■ **Problem to work on**
Taking the line containing "Target: orange leaf" as the first and the last line of the entries as the end, reproduce every line between them exactly, including both.

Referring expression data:
▼▼▼

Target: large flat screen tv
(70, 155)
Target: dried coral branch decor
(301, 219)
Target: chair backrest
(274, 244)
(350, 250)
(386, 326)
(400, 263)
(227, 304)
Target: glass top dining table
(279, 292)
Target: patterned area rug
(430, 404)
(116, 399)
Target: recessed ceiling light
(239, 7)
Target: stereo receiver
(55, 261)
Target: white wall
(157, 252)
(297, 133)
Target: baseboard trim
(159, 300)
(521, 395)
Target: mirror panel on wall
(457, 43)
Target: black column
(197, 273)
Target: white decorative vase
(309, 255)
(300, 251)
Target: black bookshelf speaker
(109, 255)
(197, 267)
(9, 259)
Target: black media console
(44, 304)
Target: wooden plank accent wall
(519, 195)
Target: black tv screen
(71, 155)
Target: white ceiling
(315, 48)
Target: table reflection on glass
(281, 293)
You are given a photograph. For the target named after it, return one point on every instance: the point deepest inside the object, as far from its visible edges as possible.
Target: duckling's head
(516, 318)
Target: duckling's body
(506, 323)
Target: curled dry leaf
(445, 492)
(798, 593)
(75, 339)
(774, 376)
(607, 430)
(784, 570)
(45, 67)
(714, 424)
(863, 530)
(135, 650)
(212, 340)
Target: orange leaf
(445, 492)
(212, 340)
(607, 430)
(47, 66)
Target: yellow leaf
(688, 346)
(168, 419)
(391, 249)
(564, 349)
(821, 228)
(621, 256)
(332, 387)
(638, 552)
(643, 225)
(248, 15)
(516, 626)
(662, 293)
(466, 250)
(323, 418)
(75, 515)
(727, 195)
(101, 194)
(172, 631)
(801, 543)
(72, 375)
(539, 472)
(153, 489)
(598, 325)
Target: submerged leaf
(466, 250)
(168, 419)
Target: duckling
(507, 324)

▲▲▲

■ **Task result**
Target: orange leaf
(445, 492)
(212, 340)
(607, 430)
(47, 66)
Target: yellow leaf
(688, 346)
(168, 419)
(391, 249)
(564, 349)
(821, 228)
(621, 256)
(332, 387)
(638, 552)
(643, 225)
(248, 15)
(516, 626)
(662, 293)
(466, 250)
(323, 418)
(75, 515)
(727, 195)
(101, 194)
(172, 631)
(801, 543)
(72, 375)
(539, 472)
(153, 489)
(598, 325)
Target: submerged leaf
(466, 250)
(168, 419)
Target: duckling
(507, 324)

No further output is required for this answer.